Output, with no changes, the span of lines that opens with the line containing "target | asphalt track" and closes with the last line.
## START MATERIAL SUPPLIED
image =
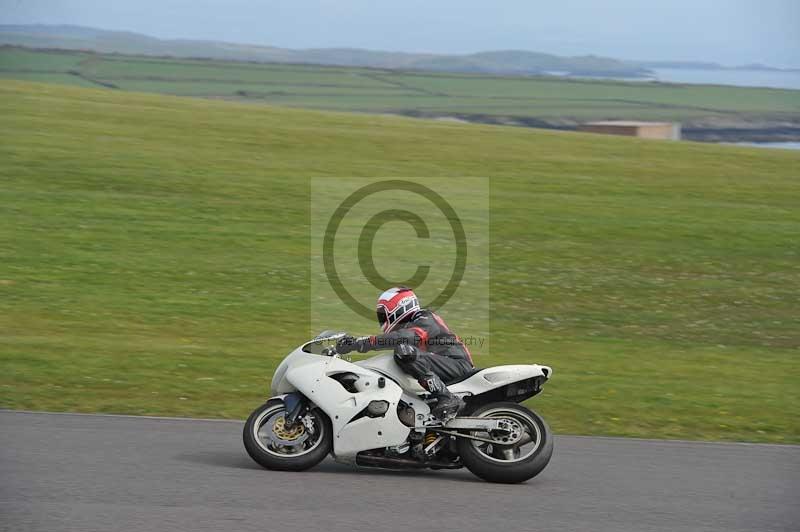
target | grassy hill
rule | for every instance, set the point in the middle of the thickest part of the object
(528, 101)
(154, 259)
(493, 62)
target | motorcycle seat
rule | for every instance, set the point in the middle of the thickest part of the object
(464, 376)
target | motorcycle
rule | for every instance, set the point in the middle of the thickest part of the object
(370, 413)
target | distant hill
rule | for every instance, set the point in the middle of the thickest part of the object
(506, 62)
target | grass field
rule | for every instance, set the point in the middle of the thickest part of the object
(477, 97)
(154, 259)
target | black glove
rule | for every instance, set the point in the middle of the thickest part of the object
(347, 344)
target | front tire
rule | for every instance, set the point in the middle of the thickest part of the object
(271, 444)
(508, 464)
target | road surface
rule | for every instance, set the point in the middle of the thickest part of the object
(102, 473)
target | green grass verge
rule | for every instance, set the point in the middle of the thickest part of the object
(373, 90)
(154, 259)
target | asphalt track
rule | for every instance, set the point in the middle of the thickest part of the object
(87, 473)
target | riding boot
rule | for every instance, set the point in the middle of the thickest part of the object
(447, 405)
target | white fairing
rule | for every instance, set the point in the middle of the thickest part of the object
(483, 381)
(310, 374)
(489, 379)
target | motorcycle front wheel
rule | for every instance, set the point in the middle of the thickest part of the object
(275, 445)
(500, 461)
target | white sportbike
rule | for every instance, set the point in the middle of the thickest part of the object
(371, 413)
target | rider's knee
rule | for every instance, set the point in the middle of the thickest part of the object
(404, 353)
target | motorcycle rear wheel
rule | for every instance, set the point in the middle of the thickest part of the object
## END MATERIAL SUPPLIED
CORRECT RESULT »
target | asphalt track
rule | for every instance, set the point in the middle of the thickest part of the object
(87, 473)
target | riding boot
rule | for every instance, set the point in the middle of the thickest part of the object
(447, 405)
target | white fairing
rule | for every instance, set the point in the middle of the thickest part of the object
(483, 381)
(310, 374)
(489, 379)
target | motorcycle front wheel
rule | for every instance, set the point in the middle of the thickest part of the object
(275, 445)
(500, 461)
target | white sportbike
rule | for every instance, set the point in the middle of the thickest part of the object
(371, 413)
target | rider's knee
rule | for every instance, set the point in the middle of the thickest part of the object
(404, 353)
target | motorcycle rear wheel
rule | for every instance, set the point in the middle of the thickest part of the object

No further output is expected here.